__Available data__:
::::
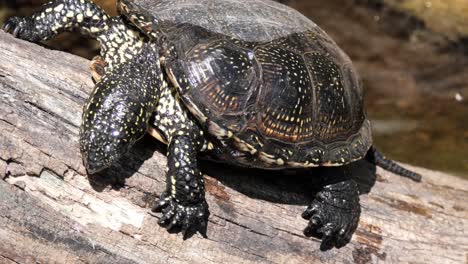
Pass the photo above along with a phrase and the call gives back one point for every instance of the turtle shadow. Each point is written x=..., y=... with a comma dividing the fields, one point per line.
x=293, y=186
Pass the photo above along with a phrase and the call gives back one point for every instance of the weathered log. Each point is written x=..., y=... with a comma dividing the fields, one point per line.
x=51, y=211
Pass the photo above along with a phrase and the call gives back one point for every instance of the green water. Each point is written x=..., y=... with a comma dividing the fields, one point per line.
x=433, y=133
x=416, y=84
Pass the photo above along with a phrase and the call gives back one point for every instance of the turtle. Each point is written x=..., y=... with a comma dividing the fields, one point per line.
x=249, y=83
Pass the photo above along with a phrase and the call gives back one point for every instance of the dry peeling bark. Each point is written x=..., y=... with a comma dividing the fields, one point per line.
x=51, y=211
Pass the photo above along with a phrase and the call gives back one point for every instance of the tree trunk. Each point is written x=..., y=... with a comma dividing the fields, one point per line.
x=52, y=211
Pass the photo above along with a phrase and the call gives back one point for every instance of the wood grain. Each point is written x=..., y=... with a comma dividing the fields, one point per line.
x=51, y=211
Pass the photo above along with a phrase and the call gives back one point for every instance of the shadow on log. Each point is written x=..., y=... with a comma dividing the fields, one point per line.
x=50, y=211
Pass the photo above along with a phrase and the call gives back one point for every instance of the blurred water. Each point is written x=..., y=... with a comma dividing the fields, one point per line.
x=413, y=70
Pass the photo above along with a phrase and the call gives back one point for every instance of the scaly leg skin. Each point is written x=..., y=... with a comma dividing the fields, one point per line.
x=118, y=42
x=183, y=203
x=334, y=214
x=118, y=110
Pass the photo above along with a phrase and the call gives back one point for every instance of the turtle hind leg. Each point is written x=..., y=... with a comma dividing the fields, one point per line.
x=59, y=16
x=183, y=205
x=380, y=160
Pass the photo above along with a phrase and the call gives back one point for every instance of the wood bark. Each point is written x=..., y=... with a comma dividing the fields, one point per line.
x=51, y=211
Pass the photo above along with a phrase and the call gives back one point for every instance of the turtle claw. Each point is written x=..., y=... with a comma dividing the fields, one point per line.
x=185, y=218
x=333, y=222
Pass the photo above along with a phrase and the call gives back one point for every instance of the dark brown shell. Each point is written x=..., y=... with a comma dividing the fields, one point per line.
x=279, y=93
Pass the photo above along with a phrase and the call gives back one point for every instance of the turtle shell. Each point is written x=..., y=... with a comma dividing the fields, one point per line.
x=265, y=81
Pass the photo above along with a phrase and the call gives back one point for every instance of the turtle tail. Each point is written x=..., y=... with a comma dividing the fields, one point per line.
x=380, y=160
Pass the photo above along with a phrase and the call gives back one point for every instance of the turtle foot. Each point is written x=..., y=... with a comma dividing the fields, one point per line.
x=333, y=216
x=186, y=218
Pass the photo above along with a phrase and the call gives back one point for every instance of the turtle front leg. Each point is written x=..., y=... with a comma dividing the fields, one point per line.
x=118, y=110
x=183, y=203
x=334, y=214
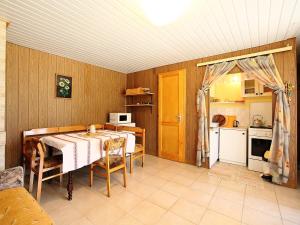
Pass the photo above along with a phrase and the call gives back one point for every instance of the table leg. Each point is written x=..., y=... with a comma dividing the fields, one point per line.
x=70, y=186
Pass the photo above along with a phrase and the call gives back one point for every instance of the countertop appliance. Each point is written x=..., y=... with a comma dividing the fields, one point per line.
x=257, y=121
x=233, y=145
x=259, y=142
x=213, y=145
x=236, y=123
x=119, y=118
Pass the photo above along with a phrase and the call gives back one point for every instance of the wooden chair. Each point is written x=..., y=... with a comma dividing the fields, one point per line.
x=41, y=164
x=112, y=161
x=37, y=133
x=110, y=127
x=139, y=151
x=69, y=129
x=99, y=126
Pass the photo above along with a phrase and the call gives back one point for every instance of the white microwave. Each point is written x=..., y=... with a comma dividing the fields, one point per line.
x=118, y=118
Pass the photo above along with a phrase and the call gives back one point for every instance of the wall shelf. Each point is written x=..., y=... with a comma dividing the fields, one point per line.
x=140, y=100
x=144, y=94
x=139, y=105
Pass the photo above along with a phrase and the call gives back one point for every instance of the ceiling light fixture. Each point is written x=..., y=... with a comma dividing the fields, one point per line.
x=163, y=12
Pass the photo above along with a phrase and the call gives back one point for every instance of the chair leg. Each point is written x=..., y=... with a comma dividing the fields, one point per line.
x=31, y=179
x=131, y=163
x=143, y=160
x=124, y=176
x=39, y=187
x=108, y=184
x=61, y=176
x=91, y=175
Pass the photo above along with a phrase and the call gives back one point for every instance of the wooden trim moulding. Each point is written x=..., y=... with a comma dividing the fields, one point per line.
x=5, y=21
x=283, y=49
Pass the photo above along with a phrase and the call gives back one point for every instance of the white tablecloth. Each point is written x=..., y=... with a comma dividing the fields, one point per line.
x=79, y=151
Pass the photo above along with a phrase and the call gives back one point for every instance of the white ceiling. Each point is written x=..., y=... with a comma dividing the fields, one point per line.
x=115, y=34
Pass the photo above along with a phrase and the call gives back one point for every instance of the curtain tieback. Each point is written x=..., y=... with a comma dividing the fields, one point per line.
x=203, y=91
x=279, y=90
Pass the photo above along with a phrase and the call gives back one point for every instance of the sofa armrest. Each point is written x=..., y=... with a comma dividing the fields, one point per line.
x=11, y=178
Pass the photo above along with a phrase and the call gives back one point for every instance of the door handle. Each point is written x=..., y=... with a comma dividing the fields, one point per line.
x=179, y=117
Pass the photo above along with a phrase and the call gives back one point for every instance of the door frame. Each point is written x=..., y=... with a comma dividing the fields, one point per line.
x=182, y=130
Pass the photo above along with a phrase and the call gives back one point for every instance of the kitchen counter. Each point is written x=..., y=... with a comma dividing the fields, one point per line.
x=235, y=128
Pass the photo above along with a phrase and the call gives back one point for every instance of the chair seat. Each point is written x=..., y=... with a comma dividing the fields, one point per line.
x=52, y=161
x=114, y=160
x=138, y=148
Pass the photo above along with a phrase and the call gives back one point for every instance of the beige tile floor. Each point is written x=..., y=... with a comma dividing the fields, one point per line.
x=170, y=193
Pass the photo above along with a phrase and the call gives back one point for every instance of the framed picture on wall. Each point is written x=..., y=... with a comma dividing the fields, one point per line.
x=63, y=86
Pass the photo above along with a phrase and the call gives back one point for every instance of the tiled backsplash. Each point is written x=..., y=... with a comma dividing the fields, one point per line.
x=235, y=109
x=243, y=111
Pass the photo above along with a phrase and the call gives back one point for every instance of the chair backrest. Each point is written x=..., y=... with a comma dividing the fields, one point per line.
x=34, y=147
x=39, y=132
x=110, y=127
x=72, y=128
x=99, y=126
x=115, y=144
x=137, y=131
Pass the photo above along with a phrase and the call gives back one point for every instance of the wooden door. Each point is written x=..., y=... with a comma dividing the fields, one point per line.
x=171, y=115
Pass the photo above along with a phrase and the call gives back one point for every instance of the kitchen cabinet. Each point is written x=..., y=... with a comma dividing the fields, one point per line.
x=233, y=145
x=253, y=88
x=213, y=145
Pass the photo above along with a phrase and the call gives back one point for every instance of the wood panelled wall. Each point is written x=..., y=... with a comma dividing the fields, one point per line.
x=285, y=61
x=31, y=94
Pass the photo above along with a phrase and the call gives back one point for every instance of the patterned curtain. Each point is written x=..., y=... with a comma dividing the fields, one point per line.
x=264, y=69
x=212, y=74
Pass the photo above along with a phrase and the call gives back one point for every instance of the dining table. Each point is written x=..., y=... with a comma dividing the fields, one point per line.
x=80, y=149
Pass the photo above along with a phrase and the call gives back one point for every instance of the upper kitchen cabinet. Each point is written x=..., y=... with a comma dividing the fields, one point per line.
x=227, y=89
x=253, y=88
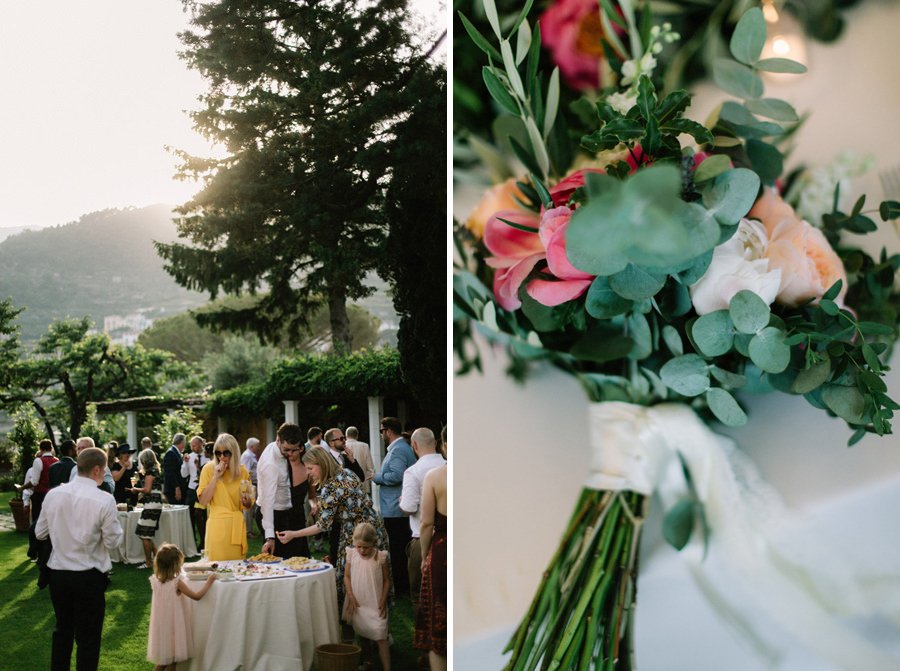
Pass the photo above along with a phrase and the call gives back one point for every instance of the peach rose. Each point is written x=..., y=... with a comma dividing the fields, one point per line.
x=499, y=197
x=808, y=264
x=571, y=31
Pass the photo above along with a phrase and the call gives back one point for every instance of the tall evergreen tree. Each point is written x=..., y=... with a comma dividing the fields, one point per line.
x=304, y=96
x=416, y=264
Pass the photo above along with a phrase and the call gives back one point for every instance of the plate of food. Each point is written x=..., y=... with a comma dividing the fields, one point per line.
x=258, y=571
x=303, y=565
x=263, y=558
x=191, y=567
x=199, y=575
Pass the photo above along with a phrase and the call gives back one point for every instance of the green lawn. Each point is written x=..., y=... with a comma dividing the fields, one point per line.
x=27, y=621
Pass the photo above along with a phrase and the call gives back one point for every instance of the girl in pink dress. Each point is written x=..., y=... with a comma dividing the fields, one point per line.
x=170, y=640
x=367, y=584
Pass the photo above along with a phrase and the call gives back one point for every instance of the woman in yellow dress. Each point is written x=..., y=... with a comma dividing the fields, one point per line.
x=222, y=492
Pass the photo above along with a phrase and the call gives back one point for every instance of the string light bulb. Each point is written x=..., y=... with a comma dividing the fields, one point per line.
x=784, y=37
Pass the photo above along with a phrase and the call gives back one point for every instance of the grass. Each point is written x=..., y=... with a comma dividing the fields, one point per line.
x=27, y=620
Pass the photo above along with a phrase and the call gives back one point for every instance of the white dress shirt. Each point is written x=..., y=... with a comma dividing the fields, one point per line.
x=411, y=495
x=273, y=490
x=83, y=525
x=250, y=461
x=191, y=468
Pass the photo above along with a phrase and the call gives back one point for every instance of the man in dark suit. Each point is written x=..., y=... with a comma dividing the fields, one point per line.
x=61, y=471
x=174, y=486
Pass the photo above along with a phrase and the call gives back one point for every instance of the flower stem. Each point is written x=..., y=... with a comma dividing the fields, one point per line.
x=581, y=617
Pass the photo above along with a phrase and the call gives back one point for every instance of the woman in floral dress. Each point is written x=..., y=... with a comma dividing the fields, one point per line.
x=149, y=489
x=340, y=500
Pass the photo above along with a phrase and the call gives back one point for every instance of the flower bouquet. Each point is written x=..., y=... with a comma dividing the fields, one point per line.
x=654, y=258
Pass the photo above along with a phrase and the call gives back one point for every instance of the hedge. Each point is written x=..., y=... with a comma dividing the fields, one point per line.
x=357, y=375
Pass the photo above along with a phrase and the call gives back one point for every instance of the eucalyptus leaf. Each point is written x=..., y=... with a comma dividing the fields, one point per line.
x=725, y=407
x=498, y=91
x=712, y=167
x=782, y=65
x=639, y=331
x=767, y=160
x=713, y=333
x=552, y=102
x=812, y=377
x=768, y=350
x=509, y=64
x=673, y=340
x=736, y=79
x=727, y=378
x=749, y=312
x=523, y=41
x=773, y=108
x=688, y=375
x=635, y=283
x=730, y=195
x=479, y=39
x=490, y=11
x=845, y=402
x=600, y=346
x=749, y=37
x=601, y=302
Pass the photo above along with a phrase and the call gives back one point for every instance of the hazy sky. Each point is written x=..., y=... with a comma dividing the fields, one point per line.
x=93, y=92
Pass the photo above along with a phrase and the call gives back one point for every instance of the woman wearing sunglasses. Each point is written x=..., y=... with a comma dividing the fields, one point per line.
x=225, y=498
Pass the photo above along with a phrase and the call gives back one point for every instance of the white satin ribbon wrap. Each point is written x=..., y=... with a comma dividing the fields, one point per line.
x=799, y=584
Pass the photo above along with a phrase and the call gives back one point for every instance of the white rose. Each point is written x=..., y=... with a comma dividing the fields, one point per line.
x=737, y=264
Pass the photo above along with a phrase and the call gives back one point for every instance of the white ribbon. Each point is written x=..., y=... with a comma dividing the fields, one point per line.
x=798, y=584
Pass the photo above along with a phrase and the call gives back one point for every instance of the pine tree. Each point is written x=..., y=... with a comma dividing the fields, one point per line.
x=304, y=96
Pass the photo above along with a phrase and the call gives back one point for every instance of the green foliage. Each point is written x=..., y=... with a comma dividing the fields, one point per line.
x=71, y=367
x=356, y=375
x=101, y=265
x=241, y=361
x=305, y=99
x=416, y=245
x=26, y=433
x=183, y=420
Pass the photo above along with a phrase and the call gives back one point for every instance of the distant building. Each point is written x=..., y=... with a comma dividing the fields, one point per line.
x=125, y=330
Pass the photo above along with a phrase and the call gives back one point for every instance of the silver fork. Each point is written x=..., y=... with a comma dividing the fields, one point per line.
x=890, y=185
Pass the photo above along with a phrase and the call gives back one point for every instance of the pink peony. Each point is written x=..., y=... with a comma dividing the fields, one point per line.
x=570, y=282
x=808, y=264
x=571, y=31
x=515, y=253
x=499, y=197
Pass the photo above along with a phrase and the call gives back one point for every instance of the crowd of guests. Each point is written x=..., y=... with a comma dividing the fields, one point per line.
x=300, y=489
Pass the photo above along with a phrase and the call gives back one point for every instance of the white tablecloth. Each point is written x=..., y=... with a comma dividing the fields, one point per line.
x=174, y=527
x=264, y=625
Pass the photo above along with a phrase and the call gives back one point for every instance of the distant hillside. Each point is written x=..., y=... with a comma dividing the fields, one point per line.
x=103, y=264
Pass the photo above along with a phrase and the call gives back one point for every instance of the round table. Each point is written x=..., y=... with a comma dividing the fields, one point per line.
x=264, y=625
x=174, y=527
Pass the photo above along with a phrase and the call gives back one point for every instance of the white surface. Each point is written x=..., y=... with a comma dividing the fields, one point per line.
x=174, y=527
x=523, y=451
x=265, y=625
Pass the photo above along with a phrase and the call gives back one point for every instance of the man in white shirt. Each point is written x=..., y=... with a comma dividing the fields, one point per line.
x=84, y=526
x=425, y=447
x=192, y=463
x=108, y=483
x=273, y=492
x=363, y=456
x=250, y=460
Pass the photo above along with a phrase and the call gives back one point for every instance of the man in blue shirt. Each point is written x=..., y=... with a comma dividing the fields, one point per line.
x=174, y=486
x=399, y=457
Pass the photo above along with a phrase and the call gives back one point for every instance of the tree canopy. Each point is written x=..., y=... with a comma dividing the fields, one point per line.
x=304, y=97
x=71, y=367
::::
__About this exercise__: What you return should match, exactly, the stretch of the listing above that runs from the line with "the tree canopy." to its last line.

__Response for this exercise__:
Pass the photo above along with a phrase and the call gives back one point for every instance of the tree canopy. Each point is written x=..., y=... with a comma dividing the fields, one point per line.
x=304, y=97
x=71, y=367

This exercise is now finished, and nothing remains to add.